Приведённый фрагмент.
○ ○ ○

Ощущение поражения не может не быть обострено гонимыми от себя, но известными всем, кто хочет думать и читать, фактами. Нападение на Ирак ради распространения демократии усилило противоположные политические силы, радикальных исламистов, ослабило мировые позиции не только США, но и всех западных демократий, демократии как идеала.

Не столь заметным, но, тем не менее, существенным ударом по идее всепобеждающей либеральной демократии явилось поражение де-факто большинства частично импортированных «цветочных революций» в странах бывшего СССР. Киргизия погружается в беспробудный хаос и регресс. Украина тоже погрузилась в политический хаос, хотя, я полагаю и надеюсь, имеет шансы на выход из него. Хотя и совсем не обязательно по либерально-демократическому пути в чистом виде. Грузию обижать в очередной раз не хочется.

Плохо дело с демократией и в ряде других регионов. Весьма демократические выборы в Палестине привели к власти исламских радикалов и повергли страну в гражданскую войну. Запылал вполне демократический Ливан. Расположенная рядом авторитарная Сирия довольно успешно развивается.

○ ○ ○

[Сохранённые данные]
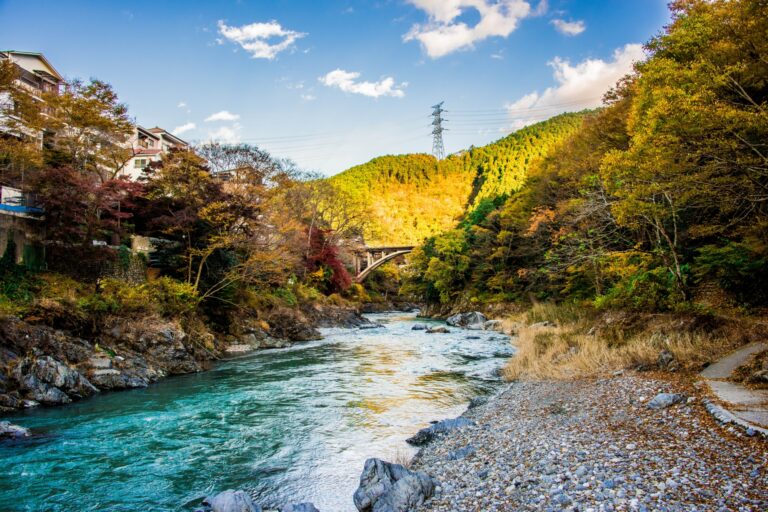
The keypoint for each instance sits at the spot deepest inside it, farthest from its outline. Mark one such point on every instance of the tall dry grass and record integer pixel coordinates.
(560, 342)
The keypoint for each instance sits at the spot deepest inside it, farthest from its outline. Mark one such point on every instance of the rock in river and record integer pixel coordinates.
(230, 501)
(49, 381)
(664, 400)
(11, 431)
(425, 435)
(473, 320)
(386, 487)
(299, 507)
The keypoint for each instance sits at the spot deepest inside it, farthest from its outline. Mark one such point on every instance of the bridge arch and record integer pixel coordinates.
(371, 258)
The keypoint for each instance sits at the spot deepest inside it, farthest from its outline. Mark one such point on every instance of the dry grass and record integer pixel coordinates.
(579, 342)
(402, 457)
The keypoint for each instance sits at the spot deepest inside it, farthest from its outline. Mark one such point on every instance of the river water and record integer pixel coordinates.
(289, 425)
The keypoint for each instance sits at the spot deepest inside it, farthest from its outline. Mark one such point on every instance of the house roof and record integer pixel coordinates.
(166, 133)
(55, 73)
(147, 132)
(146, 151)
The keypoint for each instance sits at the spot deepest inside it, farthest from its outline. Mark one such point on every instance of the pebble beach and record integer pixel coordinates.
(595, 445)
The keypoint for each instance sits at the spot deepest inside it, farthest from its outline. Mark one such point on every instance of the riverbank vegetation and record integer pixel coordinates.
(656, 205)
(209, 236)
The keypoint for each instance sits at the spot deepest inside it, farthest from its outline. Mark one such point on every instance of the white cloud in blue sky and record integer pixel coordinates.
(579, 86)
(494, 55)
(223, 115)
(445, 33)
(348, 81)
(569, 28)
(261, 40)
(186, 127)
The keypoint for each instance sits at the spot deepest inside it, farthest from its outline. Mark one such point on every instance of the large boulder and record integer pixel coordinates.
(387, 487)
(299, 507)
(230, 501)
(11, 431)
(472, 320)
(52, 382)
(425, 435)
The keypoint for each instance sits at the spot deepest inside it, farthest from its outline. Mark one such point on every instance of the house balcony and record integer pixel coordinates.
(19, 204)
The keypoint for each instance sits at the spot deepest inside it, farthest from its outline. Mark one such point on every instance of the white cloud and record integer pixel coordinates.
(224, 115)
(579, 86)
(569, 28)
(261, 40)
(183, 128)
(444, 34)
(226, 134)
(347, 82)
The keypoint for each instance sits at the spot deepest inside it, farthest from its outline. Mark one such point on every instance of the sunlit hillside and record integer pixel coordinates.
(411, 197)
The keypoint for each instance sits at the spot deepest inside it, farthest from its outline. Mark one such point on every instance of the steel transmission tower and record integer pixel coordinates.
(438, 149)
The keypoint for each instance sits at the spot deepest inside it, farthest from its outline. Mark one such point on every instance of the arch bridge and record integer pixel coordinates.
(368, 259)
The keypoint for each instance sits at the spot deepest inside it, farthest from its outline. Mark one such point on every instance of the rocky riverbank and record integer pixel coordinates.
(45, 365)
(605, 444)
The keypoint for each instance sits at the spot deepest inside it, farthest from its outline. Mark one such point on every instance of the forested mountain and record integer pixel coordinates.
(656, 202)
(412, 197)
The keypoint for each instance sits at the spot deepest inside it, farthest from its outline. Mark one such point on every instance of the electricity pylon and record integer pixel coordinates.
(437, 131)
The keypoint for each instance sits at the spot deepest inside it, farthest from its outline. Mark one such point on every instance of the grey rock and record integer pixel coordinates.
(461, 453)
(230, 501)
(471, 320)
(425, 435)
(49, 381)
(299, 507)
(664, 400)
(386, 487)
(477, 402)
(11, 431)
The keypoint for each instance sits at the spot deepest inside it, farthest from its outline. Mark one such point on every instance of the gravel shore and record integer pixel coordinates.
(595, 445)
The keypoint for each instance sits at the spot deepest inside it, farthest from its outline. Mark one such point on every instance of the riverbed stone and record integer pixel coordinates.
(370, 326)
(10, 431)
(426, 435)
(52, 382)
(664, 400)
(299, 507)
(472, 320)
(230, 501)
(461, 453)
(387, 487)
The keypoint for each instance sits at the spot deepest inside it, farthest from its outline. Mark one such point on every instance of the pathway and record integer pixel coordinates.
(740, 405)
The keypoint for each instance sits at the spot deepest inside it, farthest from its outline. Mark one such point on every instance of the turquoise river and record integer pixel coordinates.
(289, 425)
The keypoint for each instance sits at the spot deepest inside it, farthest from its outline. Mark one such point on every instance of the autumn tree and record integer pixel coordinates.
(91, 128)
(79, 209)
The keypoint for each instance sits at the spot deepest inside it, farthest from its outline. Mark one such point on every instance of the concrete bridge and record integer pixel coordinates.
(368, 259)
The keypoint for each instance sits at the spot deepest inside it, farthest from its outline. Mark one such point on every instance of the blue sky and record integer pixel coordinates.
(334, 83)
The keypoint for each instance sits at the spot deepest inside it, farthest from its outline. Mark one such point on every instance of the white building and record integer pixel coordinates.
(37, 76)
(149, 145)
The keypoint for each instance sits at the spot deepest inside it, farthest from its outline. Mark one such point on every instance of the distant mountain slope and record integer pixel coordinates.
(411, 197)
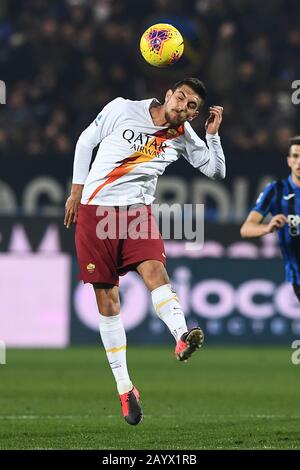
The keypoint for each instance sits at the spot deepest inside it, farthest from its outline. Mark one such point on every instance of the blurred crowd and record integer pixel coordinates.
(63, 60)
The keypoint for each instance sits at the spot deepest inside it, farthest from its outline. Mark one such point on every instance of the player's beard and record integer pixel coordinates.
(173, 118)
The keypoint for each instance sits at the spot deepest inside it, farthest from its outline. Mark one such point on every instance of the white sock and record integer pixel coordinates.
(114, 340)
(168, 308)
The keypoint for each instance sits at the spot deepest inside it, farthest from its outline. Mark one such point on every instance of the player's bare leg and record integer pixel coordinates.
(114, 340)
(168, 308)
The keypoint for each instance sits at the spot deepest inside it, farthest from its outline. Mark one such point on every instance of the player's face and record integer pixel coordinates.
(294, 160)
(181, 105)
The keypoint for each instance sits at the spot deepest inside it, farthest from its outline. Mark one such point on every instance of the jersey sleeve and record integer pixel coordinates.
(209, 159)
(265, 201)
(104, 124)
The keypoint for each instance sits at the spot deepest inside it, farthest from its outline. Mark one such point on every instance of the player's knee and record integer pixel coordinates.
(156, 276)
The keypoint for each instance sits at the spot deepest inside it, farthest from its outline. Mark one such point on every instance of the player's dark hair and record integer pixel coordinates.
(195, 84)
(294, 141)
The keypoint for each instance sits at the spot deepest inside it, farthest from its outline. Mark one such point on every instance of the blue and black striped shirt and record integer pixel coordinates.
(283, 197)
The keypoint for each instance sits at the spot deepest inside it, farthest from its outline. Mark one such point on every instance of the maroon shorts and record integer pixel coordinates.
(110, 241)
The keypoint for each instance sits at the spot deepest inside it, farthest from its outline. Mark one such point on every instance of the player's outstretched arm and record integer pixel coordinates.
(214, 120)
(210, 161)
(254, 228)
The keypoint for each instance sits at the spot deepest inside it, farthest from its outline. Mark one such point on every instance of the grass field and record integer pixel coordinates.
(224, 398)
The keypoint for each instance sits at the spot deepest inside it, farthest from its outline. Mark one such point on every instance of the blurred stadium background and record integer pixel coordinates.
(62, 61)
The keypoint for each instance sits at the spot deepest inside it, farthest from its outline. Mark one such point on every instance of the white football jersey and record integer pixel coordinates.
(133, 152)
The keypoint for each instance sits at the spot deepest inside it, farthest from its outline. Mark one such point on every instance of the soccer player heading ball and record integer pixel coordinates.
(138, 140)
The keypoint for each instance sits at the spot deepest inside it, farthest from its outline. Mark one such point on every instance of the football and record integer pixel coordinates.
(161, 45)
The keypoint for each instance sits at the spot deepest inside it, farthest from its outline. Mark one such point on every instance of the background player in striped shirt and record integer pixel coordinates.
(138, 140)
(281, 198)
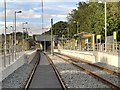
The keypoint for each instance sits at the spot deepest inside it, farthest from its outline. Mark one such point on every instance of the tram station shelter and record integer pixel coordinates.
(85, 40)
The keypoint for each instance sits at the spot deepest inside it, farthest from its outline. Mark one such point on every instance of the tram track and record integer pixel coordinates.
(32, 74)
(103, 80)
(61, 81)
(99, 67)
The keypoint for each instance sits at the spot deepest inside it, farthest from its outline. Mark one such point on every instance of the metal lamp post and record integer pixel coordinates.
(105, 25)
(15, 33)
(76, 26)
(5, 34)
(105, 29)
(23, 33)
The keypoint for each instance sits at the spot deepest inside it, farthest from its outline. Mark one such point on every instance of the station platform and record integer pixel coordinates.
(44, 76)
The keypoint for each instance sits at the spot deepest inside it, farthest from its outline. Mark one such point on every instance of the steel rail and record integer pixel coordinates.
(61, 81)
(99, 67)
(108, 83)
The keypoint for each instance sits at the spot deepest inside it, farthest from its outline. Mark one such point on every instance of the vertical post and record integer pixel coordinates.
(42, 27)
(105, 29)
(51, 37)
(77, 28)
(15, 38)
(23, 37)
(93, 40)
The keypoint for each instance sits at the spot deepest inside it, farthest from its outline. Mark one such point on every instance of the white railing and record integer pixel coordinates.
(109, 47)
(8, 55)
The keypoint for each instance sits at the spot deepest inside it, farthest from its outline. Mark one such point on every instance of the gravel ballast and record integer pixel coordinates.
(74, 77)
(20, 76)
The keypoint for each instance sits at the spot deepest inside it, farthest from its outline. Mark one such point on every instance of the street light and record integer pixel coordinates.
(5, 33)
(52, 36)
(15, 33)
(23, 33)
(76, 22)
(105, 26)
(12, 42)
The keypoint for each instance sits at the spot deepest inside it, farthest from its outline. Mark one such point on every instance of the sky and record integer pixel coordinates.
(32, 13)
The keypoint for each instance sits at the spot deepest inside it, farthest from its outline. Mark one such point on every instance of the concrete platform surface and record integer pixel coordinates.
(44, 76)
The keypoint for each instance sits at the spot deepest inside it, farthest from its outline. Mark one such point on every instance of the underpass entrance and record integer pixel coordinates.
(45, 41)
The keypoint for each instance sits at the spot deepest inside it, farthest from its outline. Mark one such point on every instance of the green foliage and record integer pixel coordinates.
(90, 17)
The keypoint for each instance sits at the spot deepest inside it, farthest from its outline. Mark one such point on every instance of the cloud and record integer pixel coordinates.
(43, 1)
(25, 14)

○ ○ ○

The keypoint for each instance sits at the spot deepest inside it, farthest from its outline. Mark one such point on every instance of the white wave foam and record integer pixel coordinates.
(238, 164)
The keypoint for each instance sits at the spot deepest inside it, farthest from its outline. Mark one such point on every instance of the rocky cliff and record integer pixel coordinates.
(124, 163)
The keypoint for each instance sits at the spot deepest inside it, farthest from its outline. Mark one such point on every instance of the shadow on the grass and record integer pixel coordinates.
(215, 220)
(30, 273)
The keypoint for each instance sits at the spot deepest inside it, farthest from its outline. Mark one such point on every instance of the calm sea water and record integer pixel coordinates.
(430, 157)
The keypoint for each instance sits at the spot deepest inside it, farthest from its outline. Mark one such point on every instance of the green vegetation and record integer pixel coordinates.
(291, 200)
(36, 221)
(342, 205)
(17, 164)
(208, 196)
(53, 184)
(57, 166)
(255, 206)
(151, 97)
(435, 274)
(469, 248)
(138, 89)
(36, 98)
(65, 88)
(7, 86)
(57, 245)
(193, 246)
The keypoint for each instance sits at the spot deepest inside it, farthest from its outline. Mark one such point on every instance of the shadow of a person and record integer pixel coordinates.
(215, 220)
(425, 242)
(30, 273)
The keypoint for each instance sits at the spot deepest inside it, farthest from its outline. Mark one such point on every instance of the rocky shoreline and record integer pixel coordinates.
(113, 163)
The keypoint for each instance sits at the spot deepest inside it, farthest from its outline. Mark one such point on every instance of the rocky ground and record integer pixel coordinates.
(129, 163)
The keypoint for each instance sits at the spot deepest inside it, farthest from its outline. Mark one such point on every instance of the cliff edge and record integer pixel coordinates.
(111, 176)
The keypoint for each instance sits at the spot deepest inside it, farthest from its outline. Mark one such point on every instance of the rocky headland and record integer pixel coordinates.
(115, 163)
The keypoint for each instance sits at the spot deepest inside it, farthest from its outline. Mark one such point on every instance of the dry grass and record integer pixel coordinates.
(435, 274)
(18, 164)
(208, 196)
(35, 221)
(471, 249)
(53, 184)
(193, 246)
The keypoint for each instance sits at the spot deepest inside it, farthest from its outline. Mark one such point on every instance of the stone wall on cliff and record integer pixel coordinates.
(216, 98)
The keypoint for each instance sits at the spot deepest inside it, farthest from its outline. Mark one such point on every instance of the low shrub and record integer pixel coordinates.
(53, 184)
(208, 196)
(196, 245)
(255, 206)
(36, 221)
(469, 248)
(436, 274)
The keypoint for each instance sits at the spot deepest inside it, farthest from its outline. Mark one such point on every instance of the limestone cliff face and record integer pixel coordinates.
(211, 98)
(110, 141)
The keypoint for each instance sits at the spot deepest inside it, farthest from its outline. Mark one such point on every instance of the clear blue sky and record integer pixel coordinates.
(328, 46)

○ ○ ○

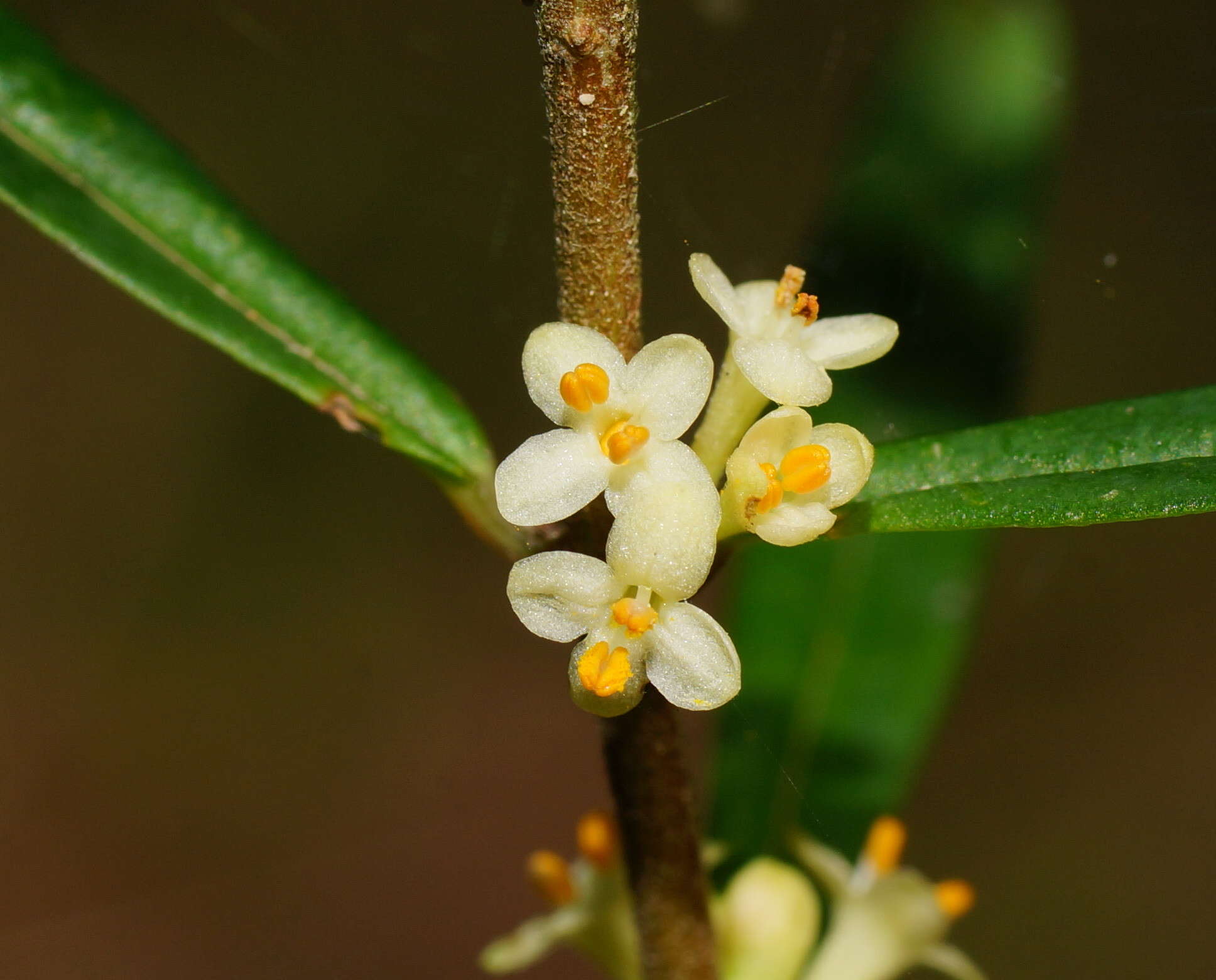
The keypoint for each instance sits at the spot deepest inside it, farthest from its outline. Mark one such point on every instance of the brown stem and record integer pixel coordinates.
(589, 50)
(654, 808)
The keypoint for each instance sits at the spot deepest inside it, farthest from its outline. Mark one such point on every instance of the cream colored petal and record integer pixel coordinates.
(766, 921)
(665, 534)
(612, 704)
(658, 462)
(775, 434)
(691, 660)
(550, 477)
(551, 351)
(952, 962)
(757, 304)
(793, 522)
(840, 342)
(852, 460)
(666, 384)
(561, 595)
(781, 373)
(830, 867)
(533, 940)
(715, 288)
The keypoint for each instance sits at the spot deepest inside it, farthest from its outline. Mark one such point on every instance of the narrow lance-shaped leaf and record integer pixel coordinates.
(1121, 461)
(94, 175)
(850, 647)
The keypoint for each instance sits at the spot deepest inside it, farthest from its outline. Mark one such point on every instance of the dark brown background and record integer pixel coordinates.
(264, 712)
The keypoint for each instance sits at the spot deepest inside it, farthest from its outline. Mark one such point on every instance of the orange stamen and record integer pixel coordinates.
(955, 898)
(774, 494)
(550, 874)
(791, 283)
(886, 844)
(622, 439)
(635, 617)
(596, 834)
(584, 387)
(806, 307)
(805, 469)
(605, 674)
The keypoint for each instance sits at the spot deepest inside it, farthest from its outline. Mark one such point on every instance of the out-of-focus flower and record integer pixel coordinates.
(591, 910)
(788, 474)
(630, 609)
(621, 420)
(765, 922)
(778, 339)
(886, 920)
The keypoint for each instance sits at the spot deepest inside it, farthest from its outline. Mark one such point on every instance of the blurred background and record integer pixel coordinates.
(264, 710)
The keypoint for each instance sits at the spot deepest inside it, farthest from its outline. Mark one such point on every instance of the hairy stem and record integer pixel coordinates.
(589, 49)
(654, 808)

○ ○ ○

Перепишите из фрагмента о судьбе демократии всё, начиная со слов «Ощущение поражения не может» и вплоть до слов «демократии как идеала.» включительно. Записи никак не связаны с фрагментом.

Ощущение поражения не может не быть обострено гонимыми от себя, но известными всем, кто хочет думать и читать, фактами. Нападение на Ирак ради распространения демократии усилило противоположные политические силы, радикальных исламистов, ослабило мировые позиции не только США, но и всех западных демократий, демократии как идеала.